Travail à faire:
1. Relevez chaque militaire que le récit de bataille désigne par son nom, en indiquant son grade.
2. Prolongez le récit de bataille en écrivant la suite immédiate de sa dernière phrase.

Passage étudié:
Comme le chef de bataillon Dochamps restait encore sur un point très exposé, le sergent Maubert, déjà blessé, et le caporal-fourrier Chaumont lui demandèrent ce qu’il fallait faire.

— Partez, répondit-il, et rejoignez le bataillon.

Et, comme il restait immobile sur place, en vue de l’ennemi qui s’avançait à grands pas :

— Venez, mon commandant, dit le caporal, ne restez pas ici.

— Laissez-moi, répondit le brave et malheureux officier, je veux mourir ici.

A grand’peine, l’insistance respectueuse du sergent et du caporal arrachèrent de cette position dangereuse l’infortuné commandant, qui avait vu, pour ainsi dire, son bataillon se fondre sous ses yeux, et dont le désespoir, facile à comprendre, hélas ! était tragique.

Extrait des données:
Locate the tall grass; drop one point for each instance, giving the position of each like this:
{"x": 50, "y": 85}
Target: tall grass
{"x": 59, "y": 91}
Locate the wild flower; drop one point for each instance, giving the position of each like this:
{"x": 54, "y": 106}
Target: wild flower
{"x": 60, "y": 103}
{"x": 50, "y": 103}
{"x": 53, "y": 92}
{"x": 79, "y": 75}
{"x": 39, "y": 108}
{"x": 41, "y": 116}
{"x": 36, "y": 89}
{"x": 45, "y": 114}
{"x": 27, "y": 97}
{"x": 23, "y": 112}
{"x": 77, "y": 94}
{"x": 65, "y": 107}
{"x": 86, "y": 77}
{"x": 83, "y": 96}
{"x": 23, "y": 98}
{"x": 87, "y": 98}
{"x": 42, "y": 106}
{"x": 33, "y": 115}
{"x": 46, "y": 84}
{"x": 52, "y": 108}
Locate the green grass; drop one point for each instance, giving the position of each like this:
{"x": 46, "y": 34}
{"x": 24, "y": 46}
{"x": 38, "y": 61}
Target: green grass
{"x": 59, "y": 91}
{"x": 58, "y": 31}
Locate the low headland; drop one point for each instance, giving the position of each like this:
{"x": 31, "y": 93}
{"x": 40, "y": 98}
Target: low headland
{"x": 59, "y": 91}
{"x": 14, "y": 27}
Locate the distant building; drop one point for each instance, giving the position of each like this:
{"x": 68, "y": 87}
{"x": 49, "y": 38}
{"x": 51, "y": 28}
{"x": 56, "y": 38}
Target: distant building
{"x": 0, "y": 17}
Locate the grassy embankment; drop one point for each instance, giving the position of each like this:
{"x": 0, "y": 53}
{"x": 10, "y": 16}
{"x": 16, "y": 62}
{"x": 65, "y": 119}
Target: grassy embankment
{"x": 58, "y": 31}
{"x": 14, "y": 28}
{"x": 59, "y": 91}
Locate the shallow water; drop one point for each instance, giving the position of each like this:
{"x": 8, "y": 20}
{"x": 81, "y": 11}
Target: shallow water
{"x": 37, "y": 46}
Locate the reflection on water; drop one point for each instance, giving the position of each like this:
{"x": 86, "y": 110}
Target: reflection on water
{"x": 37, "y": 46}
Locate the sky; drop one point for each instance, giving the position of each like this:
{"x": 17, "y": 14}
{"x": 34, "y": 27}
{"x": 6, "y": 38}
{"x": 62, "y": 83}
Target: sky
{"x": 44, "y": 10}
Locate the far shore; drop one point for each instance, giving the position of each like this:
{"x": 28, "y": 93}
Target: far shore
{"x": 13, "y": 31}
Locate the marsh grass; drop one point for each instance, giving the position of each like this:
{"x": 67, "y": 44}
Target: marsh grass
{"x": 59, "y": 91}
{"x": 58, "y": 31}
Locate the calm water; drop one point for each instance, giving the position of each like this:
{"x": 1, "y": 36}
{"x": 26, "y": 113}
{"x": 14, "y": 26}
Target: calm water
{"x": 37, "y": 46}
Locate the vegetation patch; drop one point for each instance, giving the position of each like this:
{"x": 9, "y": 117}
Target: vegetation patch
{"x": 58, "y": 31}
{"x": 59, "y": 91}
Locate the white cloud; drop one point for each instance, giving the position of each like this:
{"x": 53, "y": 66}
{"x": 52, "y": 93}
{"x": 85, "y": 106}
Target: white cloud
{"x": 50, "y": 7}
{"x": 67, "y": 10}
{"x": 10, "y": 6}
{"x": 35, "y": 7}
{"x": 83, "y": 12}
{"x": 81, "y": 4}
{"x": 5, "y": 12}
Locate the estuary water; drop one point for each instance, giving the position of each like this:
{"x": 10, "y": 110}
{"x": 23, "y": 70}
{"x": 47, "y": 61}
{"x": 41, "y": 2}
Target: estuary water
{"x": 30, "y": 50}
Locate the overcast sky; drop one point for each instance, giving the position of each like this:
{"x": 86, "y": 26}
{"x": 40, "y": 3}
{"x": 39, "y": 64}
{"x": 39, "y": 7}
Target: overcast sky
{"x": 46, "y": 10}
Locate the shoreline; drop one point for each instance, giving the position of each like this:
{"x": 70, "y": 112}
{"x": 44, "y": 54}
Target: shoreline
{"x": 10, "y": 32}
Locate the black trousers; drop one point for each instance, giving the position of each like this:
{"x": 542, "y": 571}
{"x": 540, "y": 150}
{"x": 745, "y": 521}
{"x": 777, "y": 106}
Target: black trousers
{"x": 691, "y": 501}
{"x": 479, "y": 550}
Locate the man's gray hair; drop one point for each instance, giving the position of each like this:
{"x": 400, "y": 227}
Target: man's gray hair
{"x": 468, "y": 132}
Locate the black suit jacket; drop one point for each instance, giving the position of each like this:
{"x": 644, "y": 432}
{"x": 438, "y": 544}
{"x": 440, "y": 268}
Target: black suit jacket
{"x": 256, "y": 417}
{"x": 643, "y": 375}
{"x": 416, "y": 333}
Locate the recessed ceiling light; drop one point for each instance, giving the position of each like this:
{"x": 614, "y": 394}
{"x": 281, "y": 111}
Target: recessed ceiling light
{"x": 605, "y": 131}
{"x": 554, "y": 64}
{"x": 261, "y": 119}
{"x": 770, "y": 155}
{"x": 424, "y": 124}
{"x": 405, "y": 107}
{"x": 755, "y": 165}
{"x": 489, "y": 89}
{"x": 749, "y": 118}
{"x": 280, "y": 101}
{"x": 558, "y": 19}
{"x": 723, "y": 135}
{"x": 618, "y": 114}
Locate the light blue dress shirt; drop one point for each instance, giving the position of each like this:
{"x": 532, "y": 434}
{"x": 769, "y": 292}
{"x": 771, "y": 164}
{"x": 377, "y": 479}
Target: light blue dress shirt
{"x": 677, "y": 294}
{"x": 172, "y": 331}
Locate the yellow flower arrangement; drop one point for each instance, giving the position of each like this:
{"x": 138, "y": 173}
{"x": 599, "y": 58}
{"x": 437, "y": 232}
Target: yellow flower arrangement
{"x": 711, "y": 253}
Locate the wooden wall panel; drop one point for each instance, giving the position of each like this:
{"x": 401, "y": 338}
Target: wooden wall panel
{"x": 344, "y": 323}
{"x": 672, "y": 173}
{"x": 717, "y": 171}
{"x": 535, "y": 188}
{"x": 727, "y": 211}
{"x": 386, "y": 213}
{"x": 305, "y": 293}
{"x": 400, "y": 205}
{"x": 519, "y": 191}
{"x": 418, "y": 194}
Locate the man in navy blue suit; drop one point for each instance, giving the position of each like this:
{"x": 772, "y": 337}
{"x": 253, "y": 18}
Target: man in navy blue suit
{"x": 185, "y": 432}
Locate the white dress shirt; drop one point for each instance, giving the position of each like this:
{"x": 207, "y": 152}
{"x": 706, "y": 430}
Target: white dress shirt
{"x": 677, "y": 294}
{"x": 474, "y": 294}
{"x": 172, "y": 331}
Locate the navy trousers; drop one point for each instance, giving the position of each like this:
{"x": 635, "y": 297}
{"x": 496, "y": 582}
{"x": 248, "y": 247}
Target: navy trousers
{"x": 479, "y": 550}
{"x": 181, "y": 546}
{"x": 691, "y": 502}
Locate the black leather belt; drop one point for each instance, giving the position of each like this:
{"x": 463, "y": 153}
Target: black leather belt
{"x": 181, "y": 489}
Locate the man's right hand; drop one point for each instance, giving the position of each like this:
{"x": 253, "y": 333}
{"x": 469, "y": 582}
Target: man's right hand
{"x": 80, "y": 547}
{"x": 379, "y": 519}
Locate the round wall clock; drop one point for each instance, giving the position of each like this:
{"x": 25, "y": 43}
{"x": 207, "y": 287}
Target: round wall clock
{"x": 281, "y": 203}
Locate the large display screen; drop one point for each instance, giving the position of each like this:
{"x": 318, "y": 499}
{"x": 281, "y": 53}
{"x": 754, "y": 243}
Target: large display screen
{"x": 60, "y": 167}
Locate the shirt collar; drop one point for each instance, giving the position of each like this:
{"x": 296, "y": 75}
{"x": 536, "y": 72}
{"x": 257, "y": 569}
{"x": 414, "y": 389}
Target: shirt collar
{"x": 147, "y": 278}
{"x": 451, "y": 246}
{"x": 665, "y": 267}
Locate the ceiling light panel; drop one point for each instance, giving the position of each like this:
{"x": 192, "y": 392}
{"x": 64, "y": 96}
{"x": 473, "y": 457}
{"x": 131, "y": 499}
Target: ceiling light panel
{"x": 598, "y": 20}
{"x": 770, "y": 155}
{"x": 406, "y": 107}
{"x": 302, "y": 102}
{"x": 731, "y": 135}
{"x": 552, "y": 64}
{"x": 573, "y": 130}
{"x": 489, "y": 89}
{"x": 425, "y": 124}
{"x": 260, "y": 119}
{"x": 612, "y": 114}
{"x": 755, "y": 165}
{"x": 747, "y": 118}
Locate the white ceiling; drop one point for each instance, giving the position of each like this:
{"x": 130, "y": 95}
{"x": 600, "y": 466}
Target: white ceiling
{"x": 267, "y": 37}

Corrigé:
1. Le chef de bataillon Dochamps, le sergent Maubert et le caporal-fourrier Chaumont.

2.
Pendant ce temps, le 51e bataillon se reformait, tant bien que mal, avec le concours d’un commandant d’infanterie, sans liaison possible avec le haut commandement, dans cette ville qu’il avait traversée l’avant-veille, fanfare en tête, avec tous ses convois au complet, ses mulets bien harnachés, ses mitrailleuses toutes neuves. Aux alpins se joignent quelques fantassins, débris d’unités éparpillées par les combats de la veille. D’un commun accord, ces braves gens se préparent à défendre la ville rue par rue et maison par maison. La rue du Nord et la rue Saint-Charles, par où les Allemands doivent nécessairement arriver, sont barricadées. Mais que peut faire un si petit nombre d’hommes, au fond d’un entonnoir creusé par la vallée de la Meurthe, sous la pression d’une armée qui occupe les hauteurs avoisinantes, et qui, par une série de mouvemens concentriques, recommence sans cesse, selon l’habitude des Allemands, la manœuvre de Sedan ? C’est miracle que les vaillans alpins n’aient pas été tous cernés et faits prisonniers d’un seul coup.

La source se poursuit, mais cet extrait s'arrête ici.